Passage →
• • • • • • •

Open caney1989 opened this issue 6 years ago • 2 comments

Hi! I have read your paper carefully and your excellent work has gave me a lot of help. However, i have some trouble for how to caculate the receptive field for the deconvolution layers. I caculated the receptive field for the networks by myself , but i can not find the right way to caculate the deconvolution layers. Could you show me some details for this caculation? Thanks very much!!

caney1989 avatar Mar 24 '18 16:03 caney1989

Thank you for the kind words. One can use eq. 7 of our paper to calculate the receptive field of any layer in the network:

rec_field_0 = 1
rec_field_next = rec_field_current + (2 ** (n_downsample - n_upsample)) * (filter_size)

n_downsample and n_upsample are the number of strided convolutions and deconvolutions used in the network up to that point. Essentially, the increase of the receptive field is just the usual increase one gets from using a convolution with a certain filter size, multiplied by a factor that depends on how much the image was up- or downsampled. For example, in Table 7, the receptive field size of layer 6 is 29. This increases to 45 in layer 7. This is because up to that point, we have used three subsampling operations, such that any 3x3x3 convolution increases the receptive field by 2^3 * 2 = 16. Between layer 7 and layer 9, the image gets upsampled using nn-interpolation. This means that the next 3x3x3 convolution will increase the total receptive field by 2^(3-1) * 2 = 8. After the next upsampling operation between layers 10 and 12, the increase will only be 2^(3-2) * 2 = 4, and so on.

bkayalibay avatar Mar 24 '18 18:03 bkayalibay

I have figured out this poing. Thank you for your detailed explanation!! Best wish to you !!!

• • • • • • •

Records →
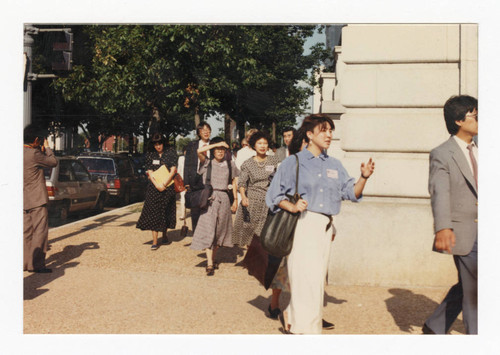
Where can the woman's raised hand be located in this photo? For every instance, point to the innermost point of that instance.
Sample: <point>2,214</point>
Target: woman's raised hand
<point>368,168</point>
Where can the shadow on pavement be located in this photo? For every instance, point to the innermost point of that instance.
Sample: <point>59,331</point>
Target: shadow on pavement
<point>225,255</point>
<point>58,262</point>
<point>410,310</point>
<point>96,223</point>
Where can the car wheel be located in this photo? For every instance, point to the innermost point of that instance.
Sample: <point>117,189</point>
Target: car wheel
<point>99,206</point>
<point>63,212</point>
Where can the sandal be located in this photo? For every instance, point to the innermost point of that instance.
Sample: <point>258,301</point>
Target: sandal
<point>286,329</point>
<point>273,313</point>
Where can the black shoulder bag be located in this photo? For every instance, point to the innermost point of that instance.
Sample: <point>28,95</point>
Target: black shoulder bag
<point>230,183</point>
<point>277,234</point>
<point>199,198</point>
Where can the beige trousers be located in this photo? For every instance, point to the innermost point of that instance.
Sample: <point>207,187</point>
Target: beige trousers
<point>36,233</point>
<point>307,268</point>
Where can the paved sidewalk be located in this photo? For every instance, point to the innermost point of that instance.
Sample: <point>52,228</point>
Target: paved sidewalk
<point>106,280</point>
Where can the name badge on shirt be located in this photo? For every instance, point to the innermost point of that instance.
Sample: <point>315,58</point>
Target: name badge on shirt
<point>333,174</point>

• • • • • • •

Problem →
Using the thread on receptive fields, explain in one to three sentences why the receptive field grows from 29 at layer 6 to 45 at layer 7. The lines above have nothing to do with the thread on receptive fields.

The answer →
Three subsampling operations have been used up to that point, so any 3x3x3 convolution increases the receptive field by 2^3 * 2 = 16. That increase takes it from 29 to 45.